* Quoted passage

- - -

Thank you for your repsonses. I am praying about them.

I had my prenatal with my midwife, and we did talk a little about what she had said. I did not feel like talking to her about the things she said to me about my motives that were painful, but I did address several other issues. I will be addressing the things that hurt me at some point in the near future, but felt they were out of place at the time. 

I told her that Lynn was already at our house, I told her that her grandparents have made it clear that they are unwilling to take her in and are supportive and grateful to us that we are taking her in. I told her that our conviction was scriptural and that our concern was not so much the outcome, but being obedient to the Lord in taking her in. I told her we would be helping to get Lynn on her feet and able to be out on her own soon.

I listened a lot too. My midwife lived with several families in her late teens as well. One place she was molested, and at another place she was taken advantage of by being a free babysitter. The last place was a good place for her and she did like being there. So I think she has a few unresolved issues from her own past coming into play that color her view of things here.

I also found out that even before Lynn moved away last fall, there was a standing rule that Lynn couldnt come over to their house unless my midwife was home, because she had seen Lynn try to scheme her daughter into doing things or sneaking out, etc. Her daughter could go to Lynn's grandparents house only if they were there. I am a little offended that I am not considered a responsible adult for them to be around together, but I can get over that. I am clear on the rule and its intent now, so that's good.

So that's what I can tell you so far.


----------



## ReformedWretch (Aug 13, 2005)

I just saw this post, and with my new job I have so little time here in the beginning. I DO have much to say though and will post it tonight as soon as time allows!

What you are doing for Lyn is WONDERFUL!


----------



## ReformedWretch (Aug 13, 2005)

Ok, first of all, as I said, you are doing a WONDERFUL thing! What fuels me every single day is "what you do for the least of these you do for me". I really feel close to our Lord when I take care of kids in these kinds of situations. 

Secondly, it is hard! If you ever have the chance to "pick up your cross and follow Christ" it is in these kinds of situations. Remember that carrying a cross is not easy, but with Christ the burden is light. Keep going!

- - -

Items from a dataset
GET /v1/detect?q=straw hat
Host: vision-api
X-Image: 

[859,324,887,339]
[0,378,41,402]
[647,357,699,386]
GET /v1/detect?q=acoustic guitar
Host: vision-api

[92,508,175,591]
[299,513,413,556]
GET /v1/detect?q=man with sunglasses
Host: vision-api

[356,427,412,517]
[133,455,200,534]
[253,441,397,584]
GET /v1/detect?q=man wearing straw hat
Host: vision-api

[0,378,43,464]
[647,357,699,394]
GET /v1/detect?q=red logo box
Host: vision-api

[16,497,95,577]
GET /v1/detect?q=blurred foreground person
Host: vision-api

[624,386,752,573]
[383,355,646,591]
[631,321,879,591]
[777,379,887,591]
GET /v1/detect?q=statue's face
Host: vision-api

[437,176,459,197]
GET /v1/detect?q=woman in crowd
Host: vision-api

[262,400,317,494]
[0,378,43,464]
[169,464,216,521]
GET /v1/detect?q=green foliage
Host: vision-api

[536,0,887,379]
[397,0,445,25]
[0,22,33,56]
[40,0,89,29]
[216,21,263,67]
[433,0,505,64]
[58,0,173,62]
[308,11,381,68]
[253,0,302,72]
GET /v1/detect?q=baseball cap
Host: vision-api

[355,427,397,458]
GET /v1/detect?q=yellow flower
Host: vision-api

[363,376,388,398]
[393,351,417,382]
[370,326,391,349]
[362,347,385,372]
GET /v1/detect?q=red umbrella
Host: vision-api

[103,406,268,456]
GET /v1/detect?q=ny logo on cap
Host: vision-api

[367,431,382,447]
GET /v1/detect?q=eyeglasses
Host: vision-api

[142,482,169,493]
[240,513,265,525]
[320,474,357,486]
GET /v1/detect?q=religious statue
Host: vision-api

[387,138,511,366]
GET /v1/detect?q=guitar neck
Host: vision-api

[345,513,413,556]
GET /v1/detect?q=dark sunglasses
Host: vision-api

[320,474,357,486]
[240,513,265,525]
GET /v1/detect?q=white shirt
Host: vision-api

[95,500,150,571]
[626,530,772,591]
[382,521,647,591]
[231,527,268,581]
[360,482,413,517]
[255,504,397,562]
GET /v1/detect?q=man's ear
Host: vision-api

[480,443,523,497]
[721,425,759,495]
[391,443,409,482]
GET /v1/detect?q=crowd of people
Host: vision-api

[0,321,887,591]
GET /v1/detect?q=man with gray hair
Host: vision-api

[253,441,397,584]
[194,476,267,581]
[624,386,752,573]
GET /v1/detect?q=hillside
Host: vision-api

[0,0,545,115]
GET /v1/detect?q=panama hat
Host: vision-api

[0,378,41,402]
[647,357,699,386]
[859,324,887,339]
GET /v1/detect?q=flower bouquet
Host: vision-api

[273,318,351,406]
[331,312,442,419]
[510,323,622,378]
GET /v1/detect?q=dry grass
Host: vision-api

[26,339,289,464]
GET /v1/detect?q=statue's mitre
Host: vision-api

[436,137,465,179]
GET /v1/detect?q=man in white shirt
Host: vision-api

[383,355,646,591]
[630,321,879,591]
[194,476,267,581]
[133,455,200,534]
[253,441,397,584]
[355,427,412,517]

- - -

* Exercise requirements
A: In the forum thread about taking in Lynn, condense the paragraph beginning "I told her that Lynn was already at our house" into a short bulleted list that keeps its main facts.
B: Continue the forum thread about taking in Lynn, picking up right after its final words, "Keep going!"

* Final results
A:
- Lynn was already living at the writer's house.
- Her grandparents had made it clear they would not take her in, and they are supportive of and grateful for the writer's family doing so.
- The writer's conviction is scriptural, and the concern is obedience to the Lord in taking her in rather than the outcome.
- The family will help Lynn get on her feet so she can soon live on her own.

B:
Thirdly, your friend is no friend. I have experienced this with some friends and family and it is sickening. Good Christian friends and family should be delighted with what you are doing, they should be supportive, or in the very least understanding. I may offend some here, but how anyone who claims Christ as Lord could question another who is reaching out to the lowest of those amongst us is beyond me. I worried that I was judgmental thinking that way until my pastor agreed with my feelings. Now I stand firm in those convictions.

The first thing you do for kids in Lyn's situation is show you´re LOVE to them. Spend as much time as you can spare with her, talking, asking questions, and making her aware of how much she means to you. As a "Houseparent" I am all for rules and structure, the minute a child, especially a troubled one, believes that your rules and structure is more important to you than they are, this is when they will rebel because "what do you care"?

Starting a new job (still as a house parent, which I've been for 13 years now) is tough, but the first thing my wife and I did was sit down with every kid and told them why we do what we do. We explained our rules, but not until we were confident that every child in our home knew that we loved them, and loved being with them, and did this job because we wanted to be a part of their lives in every way possible.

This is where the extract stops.